EXERCISE TASK A: Output the portion of the dinosaur biscuit trademark article below starting with "A decision of" and going on through "may harm competition.", copied word for word.

— Begin EXTRACTED TEXT —

21 August 2019

Lessons from Spanish Dinosaur Biscuits.

Galletas Artiach S.A.U. v La Flor Burgalesa S.L. SJM B 184/2019  ECLI: ES:JMB:2019:184
(also known as Artiach v Florbú)
Roj: SJM B 184/2019 - ECLI: ES:JMB:2019:184
Juzgado de lo Mercantil no 08 de Barcelona

A decision of the Commercial Court (Juzgado de lo Mercantil) of Barcelona raised some interesting questions about the scope of a two-dimensional figurative mark to include to the three-dimensional shape of the goods themselves.  The case exposed the gap between what a trade mark owner may think is covered by a trade mark registration and the reluctance of society to grant broad monopolies that may harm competition.




The plaintiff Galletas Artiach S.A.U. sued La Flor Burgalesa S.L. for infringement of several of figurative trademarks.  Some of these were various dinosaur line drawings first registered in 1990.  Others registered in 2015, though figurative marks, clearly depict three-dimensional dinosaurs in relief.



Articach also claimed that the respondents use of "GALLEGASUROS" constituted infringement of its international trademark (designating Spain, Portugal, and Morocco) "DINOSAURUS", a Spanish trade mark comprising a stylised version of the same word, and combined marks ('112, '114) which describe the packaging.  Articach further claimed that the respondent's sale of its biscuits in packaging that contained depictions of them constituted unfair competition (competencia desleal) because it caused consumer confusion.  Artiach sought a finding of infringement and unfair competition, and orders preventing further manufacture of the offending biscuits, their withdrawal from the market, and destruction of stock.


The court noted that the plaintiff was relying exclusively on figurative marks and no three-dimensional marks.  It noted this situation was "extreme" (extremo) and "very relevant" (muy relevante) to the decision in the case.  The court noted that the plaintiff seemed to be claiming the scope of its trademarks extended to cookies in the shape of dinosaurs.  The court found that although the plaintiff had successfully registered dinosaur silhouettes as trade marks, these were two-dimensional and their scope did not extend to the three-dimensional shapes of cookies.  Furthermore, it noted that the shapes of certain species of dinosaurs "belong to the general public, that is: they are in the public domain."  It also noted that even if the registration had been for a three-dimensional mark, such a trade mark for cookies would have "scant distinctive value".

— End EXTRACTED TEXT —
— Begin TASK INPUT —

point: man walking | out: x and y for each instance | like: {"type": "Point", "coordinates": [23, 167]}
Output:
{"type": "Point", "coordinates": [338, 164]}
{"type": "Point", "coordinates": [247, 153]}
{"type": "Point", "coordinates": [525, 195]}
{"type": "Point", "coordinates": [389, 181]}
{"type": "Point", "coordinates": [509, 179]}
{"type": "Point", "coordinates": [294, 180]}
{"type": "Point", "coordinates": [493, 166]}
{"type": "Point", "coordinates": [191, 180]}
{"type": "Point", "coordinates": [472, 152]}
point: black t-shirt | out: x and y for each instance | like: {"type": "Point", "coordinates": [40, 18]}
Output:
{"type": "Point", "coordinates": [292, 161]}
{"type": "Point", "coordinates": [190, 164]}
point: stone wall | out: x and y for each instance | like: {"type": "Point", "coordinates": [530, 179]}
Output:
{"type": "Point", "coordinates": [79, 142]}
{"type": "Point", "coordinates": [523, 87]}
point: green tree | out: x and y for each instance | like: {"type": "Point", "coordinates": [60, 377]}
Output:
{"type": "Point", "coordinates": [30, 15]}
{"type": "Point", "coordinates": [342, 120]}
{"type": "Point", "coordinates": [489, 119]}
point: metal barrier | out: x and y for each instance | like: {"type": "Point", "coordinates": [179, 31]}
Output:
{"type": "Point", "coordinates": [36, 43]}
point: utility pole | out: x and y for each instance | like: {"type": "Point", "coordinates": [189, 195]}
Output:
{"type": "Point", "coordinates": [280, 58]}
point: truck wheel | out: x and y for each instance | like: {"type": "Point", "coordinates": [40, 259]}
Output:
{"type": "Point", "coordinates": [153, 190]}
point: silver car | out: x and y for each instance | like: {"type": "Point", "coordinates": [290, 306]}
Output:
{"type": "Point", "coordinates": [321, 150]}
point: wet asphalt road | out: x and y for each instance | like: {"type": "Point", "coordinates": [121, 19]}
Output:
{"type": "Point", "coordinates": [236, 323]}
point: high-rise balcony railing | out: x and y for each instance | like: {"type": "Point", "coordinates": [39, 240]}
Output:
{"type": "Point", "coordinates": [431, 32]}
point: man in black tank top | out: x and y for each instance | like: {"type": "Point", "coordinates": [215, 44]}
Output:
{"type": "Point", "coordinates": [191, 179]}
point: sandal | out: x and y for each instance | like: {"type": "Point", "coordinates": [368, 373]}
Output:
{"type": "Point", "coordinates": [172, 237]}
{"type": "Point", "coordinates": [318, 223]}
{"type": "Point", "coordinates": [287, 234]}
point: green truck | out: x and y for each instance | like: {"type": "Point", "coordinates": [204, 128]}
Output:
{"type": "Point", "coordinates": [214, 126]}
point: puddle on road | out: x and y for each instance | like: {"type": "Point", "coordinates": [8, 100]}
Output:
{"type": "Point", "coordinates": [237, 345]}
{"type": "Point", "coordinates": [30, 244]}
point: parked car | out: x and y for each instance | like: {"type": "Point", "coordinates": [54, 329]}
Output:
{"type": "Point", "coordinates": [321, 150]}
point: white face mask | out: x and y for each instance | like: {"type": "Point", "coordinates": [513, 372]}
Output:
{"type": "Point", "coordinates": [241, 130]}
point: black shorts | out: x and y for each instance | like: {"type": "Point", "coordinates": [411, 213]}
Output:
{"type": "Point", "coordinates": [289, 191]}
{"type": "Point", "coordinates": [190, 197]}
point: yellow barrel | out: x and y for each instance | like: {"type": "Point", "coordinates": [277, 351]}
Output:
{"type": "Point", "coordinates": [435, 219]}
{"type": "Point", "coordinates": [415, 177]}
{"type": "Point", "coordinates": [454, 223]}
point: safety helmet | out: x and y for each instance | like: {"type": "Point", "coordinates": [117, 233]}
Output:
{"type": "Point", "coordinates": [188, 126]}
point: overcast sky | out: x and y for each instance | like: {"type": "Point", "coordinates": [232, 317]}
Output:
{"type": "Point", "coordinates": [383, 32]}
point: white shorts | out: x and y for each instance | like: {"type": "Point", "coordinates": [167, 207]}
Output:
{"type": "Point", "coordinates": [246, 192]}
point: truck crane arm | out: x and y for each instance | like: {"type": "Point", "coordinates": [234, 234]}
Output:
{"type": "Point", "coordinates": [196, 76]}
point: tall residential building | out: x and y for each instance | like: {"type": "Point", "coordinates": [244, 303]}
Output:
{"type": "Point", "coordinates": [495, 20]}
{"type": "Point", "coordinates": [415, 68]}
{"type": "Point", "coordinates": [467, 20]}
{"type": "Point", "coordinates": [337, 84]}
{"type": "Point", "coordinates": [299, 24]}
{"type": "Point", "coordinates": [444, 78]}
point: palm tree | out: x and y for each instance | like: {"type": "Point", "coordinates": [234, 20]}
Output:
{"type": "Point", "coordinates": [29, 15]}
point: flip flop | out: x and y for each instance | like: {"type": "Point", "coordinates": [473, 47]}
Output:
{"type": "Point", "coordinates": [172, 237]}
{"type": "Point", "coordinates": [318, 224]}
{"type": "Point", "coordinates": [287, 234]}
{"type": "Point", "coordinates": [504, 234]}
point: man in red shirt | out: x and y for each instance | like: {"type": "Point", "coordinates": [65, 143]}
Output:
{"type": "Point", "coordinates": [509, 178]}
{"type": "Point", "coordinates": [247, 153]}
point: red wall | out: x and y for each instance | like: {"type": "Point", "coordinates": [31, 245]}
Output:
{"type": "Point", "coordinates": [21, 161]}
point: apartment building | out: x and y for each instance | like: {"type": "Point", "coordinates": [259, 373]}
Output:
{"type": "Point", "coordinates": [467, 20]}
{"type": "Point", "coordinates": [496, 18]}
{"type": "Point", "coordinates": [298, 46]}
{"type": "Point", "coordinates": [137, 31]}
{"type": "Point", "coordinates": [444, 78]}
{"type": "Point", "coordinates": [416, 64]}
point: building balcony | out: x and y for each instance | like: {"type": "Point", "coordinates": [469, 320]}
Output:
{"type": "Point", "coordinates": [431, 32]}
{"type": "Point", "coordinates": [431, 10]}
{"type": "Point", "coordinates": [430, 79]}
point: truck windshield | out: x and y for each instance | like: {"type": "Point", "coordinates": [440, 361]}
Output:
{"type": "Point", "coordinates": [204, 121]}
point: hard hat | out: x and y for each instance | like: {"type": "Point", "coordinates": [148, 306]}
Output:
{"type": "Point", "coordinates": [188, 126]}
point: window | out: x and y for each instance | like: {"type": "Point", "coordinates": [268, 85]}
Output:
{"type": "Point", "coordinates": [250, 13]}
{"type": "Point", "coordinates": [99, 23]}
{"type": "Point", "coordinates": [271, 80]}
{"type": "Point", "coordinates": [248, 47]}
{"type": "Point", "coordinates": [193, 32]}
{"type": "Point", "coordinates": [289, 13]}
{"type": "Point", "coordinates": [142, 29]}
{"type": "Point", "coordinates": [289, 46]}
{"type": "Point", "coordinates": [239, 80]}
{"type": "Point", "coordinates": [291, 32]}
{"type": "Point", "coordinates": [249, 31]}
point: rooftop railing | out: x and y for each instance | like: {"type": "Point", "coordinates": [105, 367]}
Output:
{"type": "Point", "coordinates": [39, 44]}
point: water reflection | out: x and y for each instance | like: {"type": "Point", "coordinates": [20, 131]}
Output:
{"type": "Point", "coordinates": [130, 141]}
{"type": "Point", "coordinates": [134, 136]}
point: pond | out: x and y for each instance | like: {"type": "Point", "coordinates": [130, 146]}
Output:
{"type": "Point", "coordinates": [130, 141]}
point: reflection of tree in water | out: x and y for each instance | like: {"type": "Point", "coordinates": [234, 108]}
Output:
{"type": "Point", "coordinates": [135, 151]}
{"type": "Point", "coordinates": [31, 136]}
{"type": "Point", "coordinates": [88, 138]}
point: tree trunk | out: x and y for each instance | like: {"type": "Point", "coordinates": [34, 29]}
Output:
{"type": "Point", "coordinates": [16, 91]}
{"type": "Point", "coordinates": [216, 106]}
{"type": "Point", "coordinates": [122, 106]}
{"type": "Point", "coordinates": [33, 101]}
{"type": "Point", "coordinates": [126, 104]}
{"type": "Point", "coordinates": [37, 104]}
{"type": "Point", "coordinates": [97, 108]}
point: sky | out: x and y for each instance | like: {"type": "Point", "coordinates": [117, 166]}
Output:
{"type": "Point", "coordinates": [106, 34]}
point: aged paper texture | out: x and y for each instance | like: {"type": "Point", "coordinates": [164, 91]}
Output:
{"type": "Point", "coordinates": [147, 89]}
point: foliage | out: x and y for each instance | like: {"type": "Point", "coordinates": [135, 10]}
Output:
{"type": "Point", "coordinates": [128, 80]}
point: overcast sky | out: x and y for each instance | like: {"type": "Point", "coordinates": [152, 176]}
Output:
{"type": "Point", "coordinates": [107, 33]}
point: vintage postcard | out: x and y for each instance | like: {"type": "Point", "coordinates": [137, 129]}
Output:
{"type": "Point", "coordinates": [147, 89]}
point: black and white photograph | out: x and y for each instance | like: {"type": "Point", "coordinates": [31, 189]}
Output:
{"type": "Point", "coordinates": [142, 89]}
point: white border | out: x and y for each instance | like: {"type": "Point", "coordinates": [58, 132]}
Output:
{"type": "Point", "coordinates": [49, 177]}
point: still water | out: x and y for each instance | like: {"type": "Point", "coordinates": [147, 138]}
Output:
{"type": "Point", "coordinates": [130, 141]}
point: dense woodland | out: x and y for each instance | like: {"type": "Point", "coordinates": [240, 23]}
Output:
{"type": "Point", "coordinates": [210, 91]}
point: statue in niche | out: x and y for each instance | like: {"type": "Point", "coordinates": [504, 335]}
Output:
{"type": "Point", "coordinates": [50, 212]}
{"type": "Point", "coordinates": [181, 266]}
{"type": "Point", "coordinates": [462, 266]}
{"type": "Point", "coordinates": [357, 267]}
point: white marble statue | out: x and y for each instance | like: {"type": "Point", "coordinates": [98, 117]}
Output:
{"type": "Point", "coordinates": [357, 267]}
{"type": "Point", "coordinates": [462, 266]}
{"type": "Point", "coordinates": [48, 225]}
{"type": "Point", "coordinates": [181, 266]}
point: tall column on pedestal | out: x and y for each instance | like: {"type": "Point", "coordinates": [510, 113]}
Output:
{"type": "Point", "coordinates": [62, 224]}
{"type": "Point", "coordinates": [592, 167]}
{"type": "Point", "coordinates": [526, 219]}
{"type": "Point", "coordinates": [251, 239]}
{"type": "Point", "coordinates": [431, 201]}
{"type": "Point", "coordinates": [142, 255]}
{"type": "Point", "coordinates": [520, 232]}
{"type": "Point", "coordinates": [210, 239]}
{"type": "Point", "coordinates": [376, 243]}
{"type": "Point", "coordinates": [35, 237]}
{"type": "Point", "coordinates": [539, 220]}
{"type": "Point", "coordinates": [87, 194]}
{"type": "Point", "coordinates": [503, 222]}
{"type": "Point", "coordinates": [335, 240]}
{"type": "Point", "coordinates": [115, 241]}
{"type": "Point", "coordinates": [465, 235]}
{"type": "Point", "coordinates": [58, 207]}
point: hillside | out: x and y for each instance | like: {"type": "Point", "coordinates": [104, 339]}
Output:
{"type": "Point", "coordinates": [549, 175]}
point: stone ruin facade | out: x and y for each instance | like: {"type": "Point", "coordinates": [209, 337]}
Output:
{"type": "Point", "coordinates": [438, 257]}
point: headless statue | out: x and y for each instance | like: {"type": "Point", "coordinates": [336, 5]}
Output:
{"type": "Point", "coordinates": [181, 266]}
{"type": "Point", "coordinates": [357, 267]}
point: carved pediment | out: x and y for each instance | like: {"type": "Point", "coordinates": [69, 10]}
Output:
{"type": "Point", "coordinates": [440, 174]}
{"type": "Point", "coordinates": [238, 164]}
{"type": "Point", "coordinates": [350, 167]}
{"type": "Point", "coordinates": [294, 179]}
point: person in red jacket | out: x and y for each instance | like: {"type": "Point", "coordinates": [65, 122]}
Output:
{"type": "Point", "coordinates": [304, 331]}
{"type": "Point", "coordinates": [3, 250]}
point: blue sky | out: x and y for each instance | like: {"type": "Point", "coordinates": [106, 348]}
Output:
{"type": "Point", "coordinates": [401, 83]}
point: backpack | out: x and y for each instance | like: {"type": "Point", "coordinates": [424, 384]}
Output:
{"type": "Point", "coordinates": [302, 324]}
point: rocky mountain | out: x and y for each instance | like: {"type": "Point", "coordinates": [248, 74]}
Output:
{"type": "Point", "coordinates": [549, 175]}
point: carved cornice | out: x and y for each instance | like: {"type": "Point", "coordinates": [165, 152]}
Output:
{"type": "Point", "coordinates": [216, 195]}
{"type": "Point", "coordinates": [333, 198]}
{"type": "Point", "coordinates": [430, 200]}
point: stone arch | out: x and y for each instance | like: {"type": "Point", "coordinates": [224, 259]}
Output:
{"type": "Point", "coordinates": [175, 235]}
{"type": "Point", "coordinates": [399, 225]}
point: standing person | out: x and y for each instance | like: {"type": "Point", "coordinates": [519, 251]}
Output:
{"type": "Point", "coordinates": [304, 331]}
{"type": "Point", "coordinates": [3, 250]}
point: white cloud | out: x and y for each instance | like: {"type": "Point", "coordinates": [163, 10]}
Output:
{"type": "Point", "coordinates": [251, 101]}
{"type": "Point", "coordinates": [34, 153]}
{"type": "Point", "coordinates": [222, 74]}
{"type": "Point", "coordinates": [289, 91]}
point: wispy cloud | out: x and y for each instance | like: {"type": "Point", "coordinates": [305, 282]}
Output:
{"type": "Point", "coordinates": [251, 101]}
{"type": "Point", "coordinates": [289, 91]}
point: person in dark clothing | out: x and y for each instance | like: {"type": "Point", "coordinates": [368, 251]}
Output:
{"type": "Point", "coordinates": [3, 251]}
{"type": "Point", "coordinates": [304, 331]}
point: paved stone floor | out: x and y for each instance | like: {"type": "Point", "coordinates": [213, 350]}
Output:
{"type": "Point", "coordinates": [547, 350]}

— End TASK INPUT —

EXERCISE TASK B: Pull out each line of the entries above that contains the string "black". Letter case counts.

RESULT A:
A decision of the Commercial Court (Juzgado de lo Mercantil) of Barcelona raised some interesting questions about the scope of a two-dimensional figurative mark to include to the three-dimensional shape of the goods themselves.  The case exposed the gap between what a trade mark owner may think is covered by a trade mark registration and the reluctance of society to grant broad monopolies that may harm competition.

RESULT B:
point: black t-shirt | out: x and y for each instance | like: {"type": "Point", "coordinates": [40, 18]}
point: man in black tank top | out: x and y for each instance | like: {"type": "Point", "coordinates": [215, 44]}
point: black shorts | out: x and y for each instance | like: {"type": "Point", "coordinates": [411, 213]}
point: black and white photograph | out: x and y for each instance | like: {"type": "Point", "coordinates": [31, 189]}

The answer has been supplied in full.